- [Extrait]:
——
15On remarque tout d’abord que ce calendrier possède une page de titre : Ephemeris historica seu calendarium pura et illustri brevitate complectens capita et summas rerum, observata smgulorum dierum ratione... Libello meditationum ac precationum Christianarum adjunximus, candide lector..., le titre se terminant en adresse au lecteur, comme il arrive encore souvent à cette époque. Cette page de titre distingue immédiatement ce calendrier des calendriers ouvrant les livres d’Heures qui, eux, n’en ont pas. Surtout, ce calendrier précède un recueil de prières.
16Il est évidemment anonyme, mais Jean-François Gilmont, auquel je faisais part en 1998 de mon intérêt pour les calendriers genevois, en particulier pour celui de 1551-1552, m’en envoya une photocopie et m’informa qu’on trouvait également un calendrier dans les Opera de Gilbert Cousin (Cognatus) de 1562, sans qu’il connût le moindre rapport entre celui-ci et celui-là. En effet, on trouve au tome 2 des œuvres de Cousin non seulement un calendrier19, mais encore la petite adresse au lecteur « Libello meditationum ac precationum nostrarum [Christianarum en 1552] adjunximus... »
——
- [Données extraites]:
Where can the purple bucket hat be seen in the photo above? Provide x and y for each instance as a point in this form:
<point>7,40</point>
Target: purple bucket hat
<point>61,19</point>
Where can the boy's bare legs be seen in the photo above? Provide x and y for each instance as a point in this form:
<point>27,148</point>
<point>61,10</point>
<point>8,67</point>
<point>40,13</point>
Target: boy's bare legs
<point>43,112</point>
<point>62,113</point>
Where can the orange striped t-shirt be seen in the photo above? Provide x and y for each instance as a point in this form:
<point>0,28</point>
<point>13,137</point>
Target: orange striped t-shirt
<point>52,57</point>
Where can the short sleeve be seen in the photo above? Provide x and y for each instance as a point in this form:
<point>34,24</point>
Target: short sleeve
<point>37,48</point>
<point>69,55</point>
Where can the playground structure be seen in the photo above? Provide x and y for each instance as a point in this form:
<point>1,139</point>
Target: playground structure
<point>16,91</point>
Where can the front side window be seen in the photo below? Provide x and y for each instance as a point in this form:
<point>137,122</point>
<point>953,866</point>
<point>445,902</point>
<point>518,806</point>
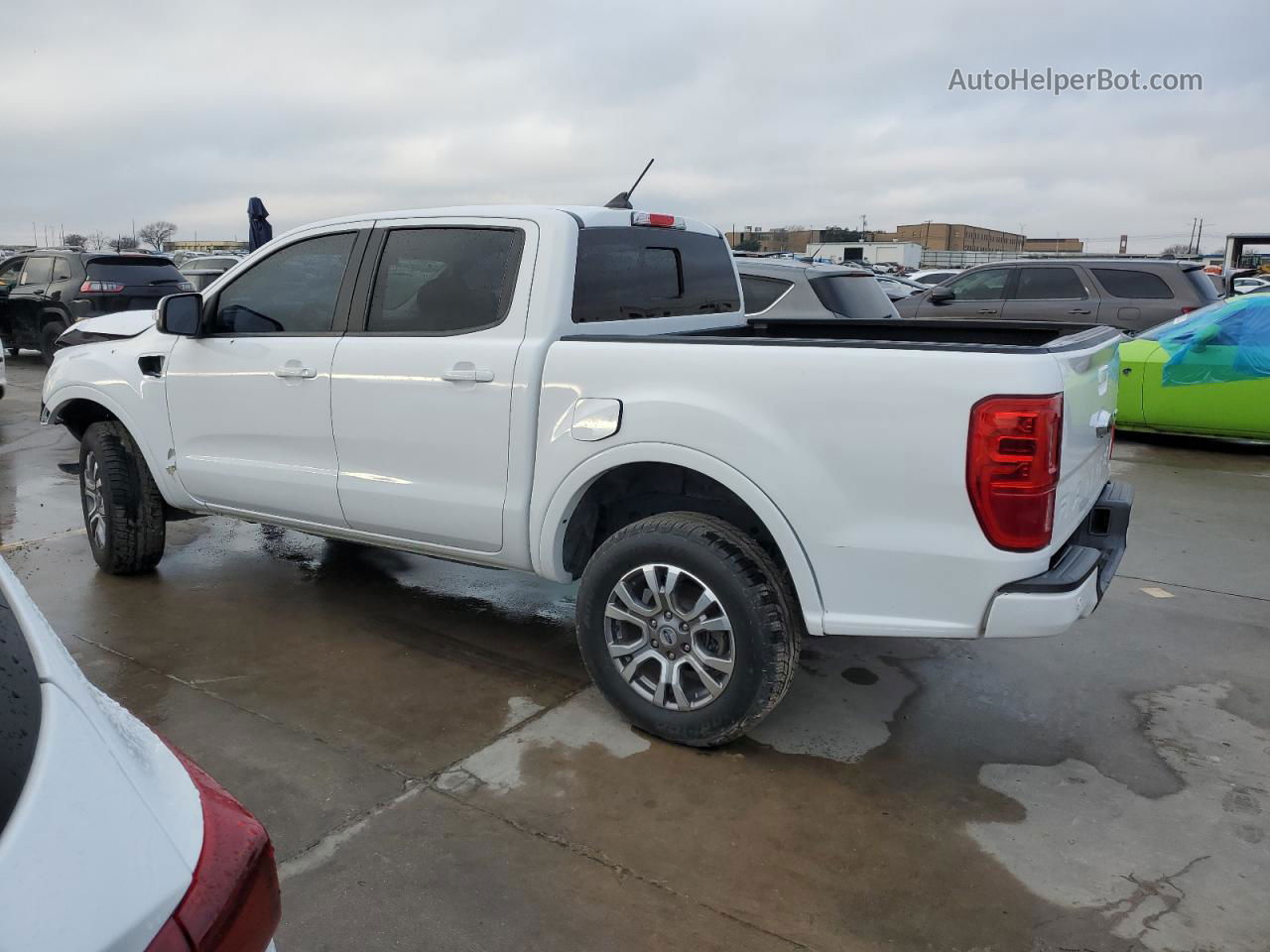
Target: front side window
——
- [Tâches à réaliser]:
1. Selon l’extrait, dans quel ouvrage de Gilbert Cousin trouve-t-on aussi un calendrier ?
2. Recopiez, s’il vous plaît, le passage de l’extrait situé entre « 15On remarque tout » et « recueil de prières. », ces deux bornes comprises.
3. Pour chacune des affirmations suivantes, indiquez si elle concorde avec l’extrait. Répondez par oui ou non et citez les mots du texte qui tranchent.
(a) Le titre du calendrier se termine par une adresse au lecteur.
(b) Les calendriers placés en tête des livres d’Heures possèdent une page de titre.
(c) Jean-François Gilmont connaissait un rapport entre le calendrier de Cousin et celui de 1551-1552.

- [Liste des réponses]:
1. Dans ses Opera de 1562.

2.
15On remarque tout d’abord que ce calendrier possède une page de titre : Ephemeris historica seu calendarium pura et illustri brevitate complectens capita et summas rerum, observata smgulorum dierum ratione... Libello meditationum ac precationum Christianarum adjunximus, candide lector..., le titre se terminant en adresse au lecteur, comme il arrive encore souvent à cette époque. Cette page de titre distingue immédiatement ce calendrier des calendriers ouvrant les livres d’Heures qui, eux, n’en ont pas. Surtout, ce calendrier précède un recueil de prières.

3.
(a) Oui : « le titre se terminant en adresse au lecteur »
(b) Non : « qui, eux, n’en ont pas »
(c) Non : « sans qu’il connût le moindre rapport entre celui-ci et celui-là »